(Written problem a) Update the rows between the line holding "laptop lid in" and the end of the rows, inclusive, by replacing "scene" with "image" and leaving everything else unchanged. Return only those lines, and leave the picture out.

(Source document)
-=-=-=-=-
Wednesday, August 31, 2011

The Deception of Conception

I hadn't been feeling myself lately. At all. My 23rd birthday had come and gone. I was anything but excited when it had finally arrived. My emotions had run rampent, assuming full control! As if to say, "we'll take it from here, Ashley." I became self inveloped by an irrational state of mind. I was a loose cannon ready to go off at any moment! I just could not understand what was going on to cause myself to become so unstable. This isn't usual behavior a normal human being would portray. Especially right before your birthday! But through the midst of it all, the love of my life, my amazing and wonderful fiance, Cody made it to be one of the most special birthday's I have ever had. And after I was finished crying for no apparent reason, I really enjoyed that surprise party. 
Something just didn't seem right. I figured it was just a bad month. March definately wasn't my month. But as the month came to an end, my change in behavior didn't. In fact, I could add another strange ingredient to the recipe. Fatigue. Oh, the fatigue. As if 8 hours of sleep wasn't enough, I had to add 5 more after I got home from work! I really tried to stay awake. I did. As I'd snuggle up with Cody on the couch to watch a movie I tried my best to keep both eyes open! Even at least one. But soon, gravity took it's toll and those eyelids dropped faster than you can peel a banana! And as I drifted away into a deep slumber, I'd suddenly awaken only to find the rolling of the credits and Cody without a blanket. which of course was wrapped around my sprawled out body. Damnit not again! "That's ok babe. ." Cody would exclaim. "It's only the fourth time this week you've fallen asleep on me, robbed me of warmth and started snoring so loud I had to turn the volume up a few notches."
-=-=-=-=-
Records held in a dataset
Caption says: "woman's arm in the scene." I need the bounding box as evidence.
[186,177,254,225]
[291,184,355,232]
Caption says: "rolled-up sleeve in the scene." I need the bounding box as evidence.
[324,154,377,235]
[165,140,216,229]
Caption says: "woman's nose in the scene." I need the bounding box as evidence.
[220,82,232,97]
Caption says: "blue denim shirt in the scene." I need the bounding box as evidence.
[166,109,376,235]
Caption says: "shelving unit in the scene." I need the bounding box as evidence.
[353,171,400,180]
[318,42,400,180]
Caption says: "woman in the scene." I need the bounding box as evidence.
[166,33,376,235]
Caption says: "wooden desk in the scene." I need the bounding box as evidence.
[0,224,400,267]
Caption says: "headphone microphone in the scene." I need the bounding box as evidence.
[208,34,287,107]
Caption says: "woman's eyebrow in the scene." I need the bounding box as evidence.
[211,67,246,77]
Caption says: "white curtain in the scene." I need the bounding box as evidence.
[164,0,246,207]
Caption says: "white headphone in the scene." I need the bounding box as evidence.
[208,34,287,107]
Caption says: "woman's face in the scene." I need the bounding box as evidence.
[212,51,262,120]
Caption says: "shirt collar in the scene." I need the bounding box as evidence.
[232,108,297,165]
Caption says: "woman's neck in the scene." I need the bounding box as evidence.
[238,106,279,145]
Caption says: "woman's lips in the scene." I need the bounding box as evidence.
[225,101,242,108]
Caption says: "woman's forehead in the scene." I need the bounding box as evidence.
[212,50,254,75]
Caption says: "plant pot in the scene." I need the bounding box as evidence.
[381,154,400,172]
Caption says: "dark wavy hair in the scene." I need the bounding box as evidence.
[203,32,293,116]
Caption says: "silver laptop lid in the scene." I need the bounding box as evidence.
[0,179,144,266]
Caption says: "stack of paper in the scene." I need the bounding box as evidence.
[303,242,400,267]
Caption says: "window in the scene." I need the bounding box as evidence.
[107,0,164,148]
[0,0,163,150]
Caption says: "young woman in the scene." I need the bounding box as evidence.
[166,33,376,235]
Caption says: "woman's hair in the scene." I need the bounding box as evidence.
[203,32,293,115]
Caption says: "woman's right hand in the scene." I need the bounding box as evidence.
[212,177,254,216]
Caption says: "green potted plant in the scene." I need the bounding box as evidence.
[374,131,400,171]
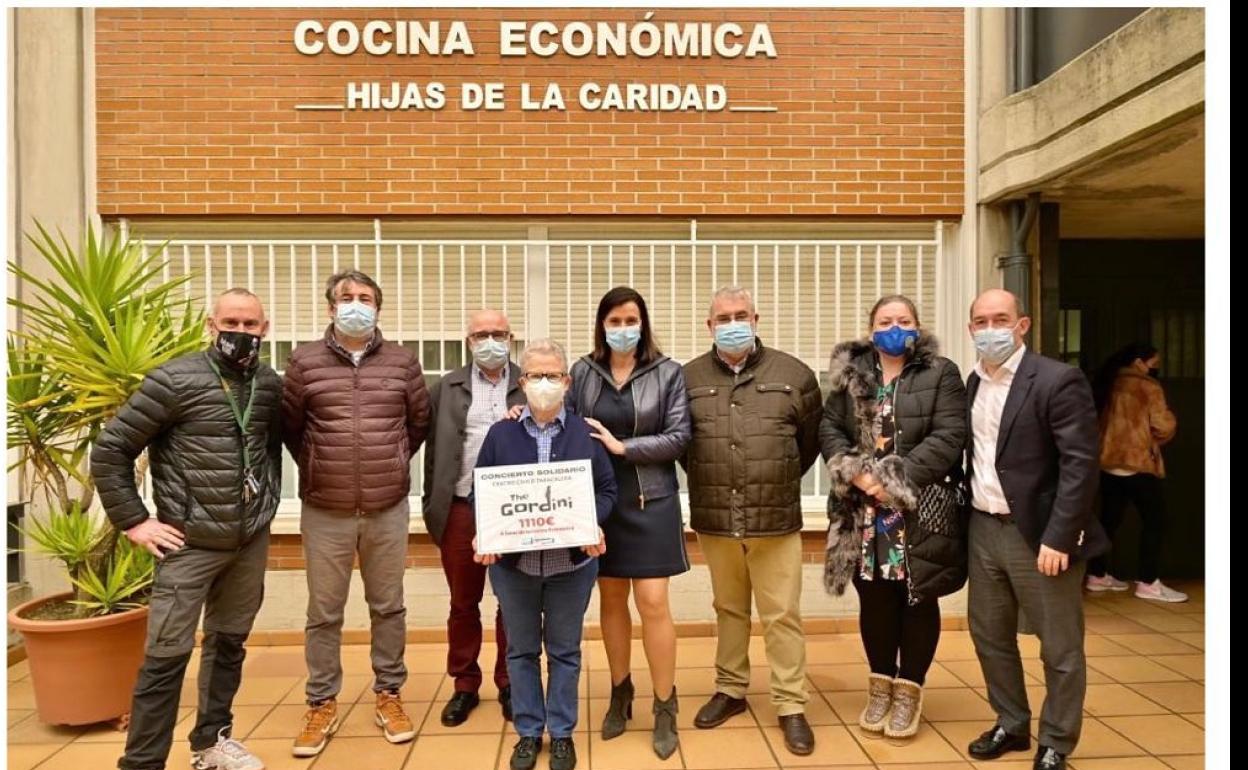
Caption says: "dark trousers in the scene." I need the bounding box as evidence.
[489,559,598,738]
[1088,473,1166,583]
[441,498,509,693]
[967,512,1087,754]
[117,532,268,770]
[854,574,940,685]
-=-=-=-=-
(Written problem b) According to the blog post, which month definitely wasn't the writer's month?

(Final result a)
Caption says: "silver laptop lid in the image." I need the bounding box as evidence.
[0,179,144,266]
Caption says: "stack of paper in the image." I need the bounding box as evidence.
[303,242,400,267]
Caption says: "window in the image." I need the bounding box as evidence.
[107,0,164,148]
[0,0,163,150]
Caption says: "young woman in the image." I need the bounding box as evidence.
[166,33,376,235]
Caption says: "woman's hair in the image." I need the bounding box as evidence.
[203,32,293,115]
Caption says: "woman's right hand in the image." I need the bounding box as evidence.
[212,177,254,216]
Caption says: "green potted plant in the image." I need the bounding box as evidence.
[374,131,400,171]
Caption says: "dark trousers in the image." I need the bounding box as evidence.
[489,559,598,738]
[1088,473,1166,583]
[441,498,509,693]
[967,512,1087,754]
[117,532,268,770]
[854,574,940,685]

(Final result b) March